(What is required) Transcribe each record below word for word.

(Extracted records)
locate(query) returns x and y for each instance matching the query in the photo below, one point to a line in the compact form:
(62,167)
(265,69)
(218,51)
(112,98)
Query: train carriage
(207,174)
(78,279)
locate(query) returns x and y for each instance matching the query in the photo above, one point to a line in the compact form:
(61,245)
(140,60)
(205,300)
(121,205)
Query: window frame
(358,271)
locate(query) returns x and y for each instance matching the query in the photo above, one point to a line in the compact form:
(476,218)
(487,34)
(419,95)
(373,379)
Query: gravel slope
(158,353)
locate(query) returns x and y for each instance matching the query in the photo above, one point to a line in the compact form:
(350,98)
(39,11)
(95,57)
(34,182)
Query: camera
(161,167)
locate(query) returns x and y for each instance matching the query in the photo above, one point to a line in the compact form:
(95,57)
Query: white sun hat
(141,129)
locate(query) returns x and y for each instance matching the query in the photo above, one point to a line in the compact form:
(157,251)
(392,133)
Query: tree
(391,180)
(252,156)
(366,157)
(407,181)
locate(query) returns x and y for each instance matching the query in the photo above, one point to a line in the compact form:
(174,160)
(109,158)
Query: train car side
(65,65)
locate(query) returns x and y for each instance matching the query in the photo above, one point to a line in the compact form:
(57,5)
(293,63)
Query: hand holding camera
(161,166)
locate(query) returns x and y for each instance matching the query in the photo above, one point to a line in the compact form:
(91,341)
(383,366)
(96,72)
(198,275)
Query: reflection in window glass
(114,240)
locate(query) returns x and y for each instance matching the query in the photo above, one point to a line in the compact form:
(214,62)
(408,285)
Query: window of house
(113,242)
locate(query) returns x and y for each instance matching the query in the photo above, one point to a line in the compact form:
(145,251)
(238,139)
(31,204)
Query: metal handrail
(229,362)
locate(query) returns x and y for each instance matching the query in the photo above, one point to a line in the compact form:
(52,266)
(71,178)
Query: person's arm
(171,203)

(Expected answer)
locate(query) returns x and y for each instance matching the query in the photo below, one point to a line in the compact form:
(62,167)
(265,69)
(218,51)
(112,98)
Query: train carriage
(207,174)
(78,279)
locate(query) returns x and y for each instance matching the query in the photo above, one point to a line in the compact form:
(61,245)
(140,60)
(205,300)
(121,205)
Query: window frame
(358,271)
locate(query) returns x and y for each instance matching the query in the photo above, one point to a line in the compact form:
(476,218)
(487,34)
(419,95)
(373,379)
Query: gravel slope
(158,353)
locate(query) returns x and y for each instance matching the query in the photo above, one point to a line in the compact form:
(350,98)
(39,11)
(95,57)
(34,182)
Query: camera
(161,167)
locate(query) returns x and y for each instance matching the query in the photo above, one point to a line in the compact form:
(95,57)
Query: white sun hat
(141,129)
locate(query) returns x and y for each instance matching the query in the photo above, one point to a line in the compact form:
(157,251)
(392,133)
Query: tree
(391,180)
(252,156)
(366,157)
(407,181)
locate(query) returns x and y for each instance matching the query in the photo above, one point to a line in the compact form:
(174,160)
(109,158)
Query: train car side
(65,65)
locate(query) returns x and y for each instance matching the query in the photo above, one point to a line in the compact form:
(57,5)
(293,63)
Query: hand holding camera
(161,166)
locate(query) returns x and y for each instance matching the query in the photo above, one point to a line in the compact form:
(91,341)
(383,366)
(96,72)
(198,275)
Query: reflection in window glass
(114,240)
locate(query) returns x and y for each instance matching the query in the photo above, one point to a line in the compact form:
(214,62)
(408,285)
Query: window of house
(113,242)
locate(query) returns x and y for each instance matching the query in the photo above, one point to a line in the compact form:
(145,251)
(238,139)
(31,204)
Query: metal handrail
(229,362)
locate(query) returns x and y for each instance matching the query in the photo above, one point to a line in the compact form:
(52,266)
(71,178)
Query: person's arm
(171,203)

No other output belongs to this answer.